▶ **What you should do**: I need all the entries repeated exactly as written.

== Segment start ==

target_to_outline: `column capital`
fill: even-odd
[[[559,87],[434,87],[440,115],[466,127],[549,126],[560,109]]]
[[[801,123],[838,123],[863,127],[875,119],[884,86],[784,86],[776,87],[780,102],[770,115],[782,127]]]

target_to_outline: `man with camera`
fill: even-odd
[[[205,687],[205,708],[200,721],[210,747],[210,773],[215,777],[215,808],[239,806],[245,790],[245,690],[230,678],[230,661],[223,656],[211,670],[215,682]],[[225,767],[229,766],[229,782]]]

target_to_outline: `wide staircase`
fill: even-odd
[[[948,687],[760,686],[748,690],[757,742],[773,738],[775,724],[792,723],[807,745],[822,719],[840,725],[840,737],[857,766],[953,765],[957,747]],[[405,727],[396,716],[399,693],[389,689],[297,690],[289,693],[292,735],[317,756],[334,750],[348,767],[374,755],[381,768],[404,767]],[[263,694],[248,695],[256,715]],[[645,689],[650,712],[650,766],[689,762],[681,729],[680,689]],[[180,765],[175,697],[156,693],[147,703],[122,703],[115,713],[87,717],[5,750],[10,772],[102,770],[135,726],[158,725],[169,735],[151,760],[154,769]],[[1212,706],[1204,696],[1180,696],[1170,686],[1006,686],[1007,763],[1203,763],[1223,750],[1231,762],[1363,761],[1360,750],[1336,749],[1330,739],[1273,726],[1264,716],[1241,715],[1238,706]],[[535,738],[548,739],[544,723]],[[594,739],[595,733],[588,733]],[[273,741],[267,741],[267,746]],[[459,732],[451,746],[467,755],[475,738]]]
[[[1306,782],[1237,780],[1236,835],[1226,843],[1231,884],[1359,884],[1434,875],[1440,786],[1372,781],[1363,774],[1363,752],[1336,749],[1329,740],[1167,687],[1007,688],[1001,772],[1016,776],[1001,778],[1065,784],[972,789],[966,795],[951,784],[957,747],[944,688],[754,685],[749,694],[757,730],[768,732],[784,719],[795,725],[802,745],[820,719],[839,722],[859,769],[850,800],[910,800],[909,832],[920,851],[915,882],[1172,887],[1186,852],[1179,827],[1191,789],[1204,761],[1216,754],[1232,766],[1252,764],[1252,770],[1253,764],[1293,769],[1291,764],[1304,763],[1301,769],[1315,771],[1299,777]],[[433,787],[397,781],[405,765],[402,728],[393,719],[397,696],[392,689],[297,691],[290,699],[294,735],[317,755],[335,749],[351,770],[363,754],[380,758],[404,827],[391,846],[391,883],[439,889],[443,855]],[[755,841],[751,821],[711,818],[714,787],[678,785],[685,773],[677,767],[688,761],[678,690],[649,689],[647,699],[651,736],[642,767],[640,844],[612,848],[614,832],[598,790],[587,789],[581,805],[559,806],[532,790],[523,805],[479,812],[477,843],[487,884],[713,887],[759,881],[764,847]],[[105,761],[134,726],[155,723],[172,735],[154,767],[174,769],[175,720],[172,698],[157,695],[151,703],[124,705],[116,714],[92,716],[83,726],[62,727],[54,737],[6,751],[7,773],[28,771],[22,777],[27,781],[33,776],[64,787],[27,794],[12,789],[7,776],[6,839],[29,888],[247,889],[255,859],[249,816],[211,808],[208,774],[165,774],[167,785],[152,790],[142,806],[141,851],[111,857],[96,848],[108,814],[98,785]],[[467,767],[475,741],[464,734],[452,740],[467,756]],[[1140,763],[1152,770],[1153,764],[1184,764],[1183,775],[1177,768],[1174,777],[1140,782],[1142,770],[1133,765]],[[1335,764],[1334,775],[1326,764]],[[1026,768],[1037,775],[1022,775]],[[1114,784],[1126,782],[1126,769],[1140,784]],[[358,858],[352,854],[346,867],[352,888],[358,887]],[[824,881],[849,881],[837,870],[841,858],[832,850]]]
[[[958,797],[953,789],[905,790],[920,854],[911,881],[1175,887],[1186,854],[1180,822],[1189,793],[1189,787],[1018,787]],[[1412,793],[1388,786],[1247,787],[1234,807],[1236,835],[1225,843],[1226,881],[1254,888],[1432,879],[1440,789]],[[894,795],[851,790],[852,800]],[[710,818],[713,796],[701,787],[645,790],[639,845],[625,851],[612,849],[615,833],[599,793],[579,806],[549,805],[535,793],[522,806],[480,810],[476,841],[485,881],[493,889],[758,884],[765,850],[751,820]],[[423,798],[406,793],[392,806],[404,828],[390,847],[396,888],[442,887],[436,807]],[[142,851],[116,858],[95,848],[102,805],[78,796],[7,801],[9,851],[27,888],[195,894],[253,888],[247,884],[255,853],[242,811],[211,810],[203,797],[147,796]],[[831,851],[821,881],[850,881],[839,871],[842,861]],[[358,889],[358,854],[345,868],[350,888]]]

== Segment end ==

▶ **Task response**:
target_to_outline: `column capital`
fill: even-odd
[[[559,87],[434,87],[440,115],[466,127],[549,126],[560,109]]]
[[[801,123],[838,123],[863,127],[875,119],[884,86],[784,86],[776,87],[780,102],[770,115],[782,127]]]

target_to_outline: `man with camera`
fill: even-odd
[[[205,687],[205,708],[200,721],[210,747],[210,773],[215,777],[215,808],[239,806],[245,790],[245,690],[230,678],[230,661],[223,656],[211,670],[215,682]],[[225,767],[229,766],[229,782]]]

target_to_outline: `wide staircase`
fill: even-odd
[[[948,687],[760,686],[748,690],[757,742],[773,738],[775,724],[792,723],[807,745],[822,719],[840,725],[840,737],[857,766],[953,765],[957,747]],[[405,727],[396,716],[399,693],[389,689],[297,690],[289,693],[292,735],[317,756],[334,750],[348,767],[374,755],[381,768],[404,767]],[[263,694],[248,695],[256,715]],[[645,689],[650,712],[650,766],[689,762],[681,729],[680,689]],[[180,765],[175,697],[156,693],[147,703],[122,703],[115,713],[87,717],[5,750],[10,772],[102,770],[135,726],[158,725],[169,735],[151,760],[154,769]],[[1212,706],[1204,696],[1180,696],[1170,686],[1006,686],[1007,763],[1203,763],[1223,750],[1231,762],[1363,761],[1360,750],[1336,749],[1330,739],[1273,726],[1264,716],[1241,715],[1238,706]],[[535,738],[548,739],[544,723]],[[594,739],[595,733],[588,733]],[[273,741],[267,741],[267,746]],[[459,732],[451,746],[467,755],[475,738]]]
[[[1306,782],[1237,780],[1236,835],[1226,843],[1231,884],[1359,884],[1434,875],[1440,786],[1372,781],[1363,774],[1363,752],[1336,749],[1329,740],[1167,687],[1007,688],[1001,772],[1016,776],[1001,778],[1065,784],[972,789],[966,795],[951,784],[957,747],[944,688],[754,685],[749,694],[757,730],[768,732],[784,719],[795,725],[802,745],[820,719],[839,722],[859,769],[850,800],[910,800],[909,832],[920,851],[915,882],[1172,887],[1186,852],[1179,827],[1191,789],[1204,761],[1216,754],[1232,766],[1252,764],[1252,770],[1253,764],[1293,769],[1291,764],[1304,763],[1301,769],[1315,771],[1299,777]],[[433,787],[397,781],[405,765],[402,728],[393,719],[397,696],[392,689],[297,691],[290,699],[294,735],[317,755],[335,749],[351,770],[363,754],[380,758],[404,827],[391,846],[391,883],[439,889],[443,855]],[[755,841],[751,821],[711,818],[714,787],[678,785],[685,773],[677,767],[688,761],[678,690],[649,689],[647,699],[651,736],[642,767],[640,844],[612,848],[614,832],[598,790],[587,789],[581,805],[559,806],[532,790],[523,805],[479,812],[477,843],[487,884],[713,887],[759,881],[764,847]],[[105,761],[134,726],[155,723],[172,735],[154,767],[174,769],[175,720],[172,698],[157,695],[151,703],[124,705],[116,714],[92,716],[83,726],[62,727],[54,737],[6,751],[7,773],[28,771],[22,777],[27,781],[33,776],[64,787],[27,794],[12,789],[7,776],[6,839],[29,888],[247,889],[255,859],[249,816],[211,808],[208,774],[165,774],[167,785],[152,790],[142,806],[141,851],[111,857],[96,848],[108,814],[98,785]],[[467,767],[475,741],[464,734],[452,740],[467,756]],[[1140,763],[1152,770],[1153,764],[1184,764],[1183,775],[1177,768],[1174,777],[1140,782],[1142,770],[1133,765]],[[1335,764],[1334,775],[1326,764]],[[1026,768],[1037,775],[1022,775]],[[1114,784],[1126,782],[1126,769],[1140,784]],[[358,858],[352,854],[346,867],[352,888],[358,887]],[[824,881],[849,881],[837,870],[841,858],[832,850]]]
[[[958,797],[953,789],[905,790],[920,854],[911,881],[1175,887],[1186,854],[1180,822],[1189,793],[1189,787],[1018,787]],[[1412,793],[1388,786],[1247,787],[1234,807],[1236,835],[1225,843],[1226,881],[1254,888],[1432,879],[1440,789]],[[894,795],[851,790],[852,800]],[[710,818],[713,796],[701,787],[645,790],[639,845],[625,851],[612,849],[615,833],[599,793],[579,806],[549,805],[535,793],[522,806],[480,810],[476,841],[485,881],[493,889],[758,884],[765,850],[751,820]],[[423,798],[406,793],[392,806],[404,828],[390,847],[396,888],[442,887],[436,807]],[[142,851],[116,858],[95,848],[102,805],[78,796],[7,801],[9,851],[27,888],[195,894],[253,888],[247,884],[255,853],[242,811],[211,810],[203,797],[147,796]],[[831,851],[821,881],[850,881],[839,871],[842,861]],[[358,889],[358,854],[345,868],[350,888]]]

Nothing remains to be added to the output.